▶ Records to process
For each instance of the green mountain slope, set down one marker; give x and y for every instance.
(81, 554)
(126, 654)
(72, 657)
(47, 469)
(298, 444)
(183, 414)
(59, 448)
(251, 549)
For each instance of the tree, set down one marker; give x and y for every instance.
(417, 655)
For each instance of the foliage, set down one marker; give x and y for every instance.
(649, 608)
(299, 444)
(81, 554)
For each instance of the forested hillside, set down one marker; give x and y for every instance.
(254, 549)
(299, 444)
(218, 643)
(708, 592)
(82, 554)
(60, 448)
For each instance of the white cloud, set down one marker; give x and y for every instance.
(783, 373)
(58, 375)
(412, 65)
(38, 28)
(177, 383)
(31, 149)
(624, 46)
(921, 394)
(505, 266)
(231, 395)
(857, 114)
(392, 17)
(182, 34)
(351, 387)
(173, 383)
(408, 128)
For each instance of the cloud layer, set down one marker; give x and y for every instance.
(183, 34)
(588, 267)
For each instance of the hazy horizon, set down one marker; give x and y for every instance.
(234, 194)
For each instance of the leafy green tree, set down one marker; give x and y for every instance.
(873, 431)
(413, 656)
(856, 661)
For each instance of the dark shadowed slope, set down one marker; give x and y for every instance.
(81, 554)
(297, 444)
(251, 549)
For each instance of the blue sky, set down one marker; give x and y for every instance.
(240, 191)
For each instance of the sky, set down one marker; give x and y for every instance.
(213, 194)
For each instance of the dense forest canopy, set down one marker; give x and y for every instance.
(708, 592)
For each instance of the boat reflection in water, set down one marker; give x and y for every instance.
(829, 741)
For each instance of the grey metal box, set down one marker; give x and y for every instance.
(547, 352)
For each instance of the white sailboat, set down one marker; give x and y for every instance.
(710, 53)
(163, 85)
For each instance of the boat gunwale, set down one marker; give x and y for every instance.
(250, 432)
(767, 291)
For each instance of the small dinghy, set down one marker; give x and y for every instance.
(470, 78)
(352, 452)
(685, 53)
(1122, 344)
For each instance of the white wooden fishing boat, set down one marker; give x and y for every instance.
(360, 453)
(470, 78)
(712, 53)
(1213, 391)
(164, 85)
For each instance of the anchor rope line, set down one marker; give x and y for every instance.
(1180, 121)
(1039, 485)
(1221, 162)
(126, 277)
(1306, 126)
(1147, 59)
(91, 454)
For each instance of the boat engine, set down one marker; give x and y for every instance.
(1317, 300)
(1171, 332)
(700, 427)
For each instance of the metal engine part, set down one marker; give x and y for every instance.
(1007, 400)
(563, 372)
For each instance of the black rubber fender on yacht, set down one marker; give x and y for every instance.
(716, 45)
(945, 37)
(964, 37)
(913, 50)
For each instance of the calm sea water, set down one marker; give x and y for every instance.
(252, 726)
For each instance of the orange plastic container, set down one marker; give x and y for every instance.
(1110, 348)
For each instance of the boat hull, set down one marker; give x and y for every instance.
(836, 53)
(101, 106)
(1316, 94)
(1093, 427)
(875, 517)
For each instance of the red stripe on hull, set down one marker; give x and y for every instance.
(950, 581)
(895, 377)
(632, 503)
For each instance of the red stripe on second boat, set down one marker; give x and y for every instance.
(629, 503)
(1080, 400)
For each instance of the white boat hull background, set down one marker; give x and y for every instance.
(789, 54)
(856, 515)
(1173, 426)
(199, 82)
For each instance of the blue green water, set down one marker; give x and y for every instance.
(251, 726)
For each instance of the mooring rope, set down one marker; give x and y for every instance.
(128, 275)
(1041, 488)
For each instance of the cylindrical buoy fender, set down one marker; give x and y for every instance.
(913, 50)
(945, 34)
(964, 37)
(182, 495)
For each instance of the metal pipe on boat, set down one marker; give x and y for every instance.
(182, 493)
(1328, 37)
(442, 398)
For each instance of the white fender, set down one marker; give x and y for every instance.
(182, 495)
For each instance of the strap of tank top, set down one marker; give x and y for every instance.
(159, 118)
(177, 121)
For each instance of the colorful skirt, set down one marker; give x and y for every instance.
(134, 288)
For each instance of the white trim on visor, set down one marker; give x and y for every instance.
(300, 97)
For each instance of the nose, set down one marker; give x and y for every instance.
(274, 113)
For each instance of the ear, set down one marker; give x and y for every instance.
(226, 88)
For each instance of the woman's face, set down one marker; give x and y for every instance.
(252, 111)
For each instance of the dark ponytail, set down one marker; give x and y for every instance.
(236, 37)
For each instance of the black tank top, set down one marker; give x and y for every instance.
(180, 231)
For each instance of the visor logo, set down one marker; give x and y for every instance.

▶ What is required
When the material above has been read, copy all of it exactly.

▶ Exercise answer
For each instance of the green mountain slope, set down one marker; give x and y for every instance.
(81, 554)
(126, 654)
(72, 657)
(47, 469)
(298, 444)
(183, 414)
(59, 448)
(251, 549)
For each instance of the tree, set down one marker; give x and y for every instance.
(417, 655)
For each instance of the foliage, set down one marker; give x and y for every instance.
(649, 608)
(299, 444)
(81, 554)
For each instance of the forested hillside, set down one marker; give x and y for every instance.
(254, 549)
(299, 444)
(218, 643)
(708, 592)
(82, 554)
(60, 448)
For each instance of the white cloud, set down one marker; give x and y for every instance.
(783, 373)
(58, 375)
(412, 65)
(38, 28)
(177, 383)
(31, 149)
(624, 46)
(921, 394)
(505, 266)
(231, 395)
(857, 114)
(392, 17)
(182, 34)
(351, 387)
(173, 383)
(408, 128)
For each instance of the cloud layer, set down one marker; give x and y for every instance.
(183, 34)
(588, 267)
For each instance of the hazy horizon, set down one marker; give x and y for every instance.
(234, 194)
For each instance of the leafy green tree, set down one marker; give x and y for every instance.
(873, 431)
(413, 656)
(856, 661)
For each instance of the dark shadowed slope, set down one marker; give x and y for every instance.
(81, 554)
(297, 444)
(251, 549)
For each instance of the blue sky, set down one marker; give x and y for every instance.
(240, 191)
For each instance of the sky, set down one marker; give x and y for every instance.
(213, 194)
For each instance of the dense forest canopy, set down one marker; give x and y for every instance.
(708, 592)
For each instance of the boat reflection in water, set down one marker; give x and y for every instance.
(829, 741)
For each instance of the grey metal box, set down one marker; give x and y for every instance.
(547, 352)
For each instance of the white sailboat, set down one marker; give x and y for every instance.
(710, 53)
(163, 85)
For each instance of the boat gunwale, set down one marker; give x and y for every instance.
(250, 432)
(767, 291)
For each instance of the small dinghy, set down one marker; give x and y for every instance.
(470, 78)
(352, 452)
(685, 53)
(1122, 344)
For each instance of the white wooden fishing boat, set down one marker; give x and y for every instance.
(360, 453)
(470, 78)
(712, 53)
(1213, 391)
(164, 85)
For each instance of the anchor rope line, set down one marker; give x and y for every instance.
(1180, 121)
(1039, 485)
(1221, 162)
(126, 277)
(1306, 126)
(1147, 59)
(91, 454)
For each instance of the boat engine, set down one marker; give x and y for every instance.
(1317, 300)
(1171, 332)
(700, 427)
For each instance of the metal engine part, set down one marker; give x and y for every instance.
(1007, 400)
(563, 372)
For each instance of the black rubber fender on yacht, set down one marker; give x and y for every instance.
(716, 45)
(945, 37)
(964, 37)
(913, 50)
For each instance of the calm sea water, set down one marker; give x and y for every instance.
(252, 726)
For each instance of the orange plastic container, set down one marker; give x and y for every instance.
(1110, 348)
For each instance of the boat hull, set down one marker; give x and y for every instance.
(836, 53)
(101, 106)
(1316, 94)
(1093, 427)
(875, 517)
For each instance of the red stripe on hull, set down one marker; give x and y for every instance.
(950, 581)
(895, 377)
(632, 503)
For each instance of the red stripe on second boat, set down one marker; give x and y for every instance.
(629, 503)
(1080, 400)
For each instance of the white boat hull background, set down one marker; give x and y for every instance.
(789, 54)
(856, 515)
(1173, 426)
(199, 82)
For each instance of the blue green water, set down one marker; give x and y for every instance.
(251, 726)
For each instance of the mooring rope, set down one marker; give x and y for every instance.
(128, 275)
(1041, 488)
For each instance of the cylindrical buoy fender, set down one marker; give x and y for every instance.
(913, 50)
(945, 34)
(964, 37)
(182, 495)
For each instance of the metal pipe on boat, set down one marker; give x and y for every instance.
(182, 493)
(1328, 37)
(442, 398)
For each instance of the white fender, set down one marker; give x and y for every instance.
(182, 495)
For each instance of the strap of tank top, set down one marker; give x and y for every instance.
(159, 118)
(177, 121)
For each instance of the colorful skirt, set down one marker; give x and y for every instance.
(134, 288)
For each instance of the white trim on visor, set down one marker; give x and y for every instance.
(300, 97)
For each instance of the nose, set down one marker; give x and y for every instance.
(274, 113)
For each instance of the ear, set down one marker; give x and y for every instance.
(226, 88)
For each instance of the woman's face, set down one marker; give x and y for every instance.
(252, 111)
For each instance of the dark ponytail, set down one marker; give x and y for every instance.
(236, 37)
For each instance of the black tank top, set down one marker; give x and y for every instance.
(180, 231)
For each instance of the visor logo, set down one marker; give x and y for every instance.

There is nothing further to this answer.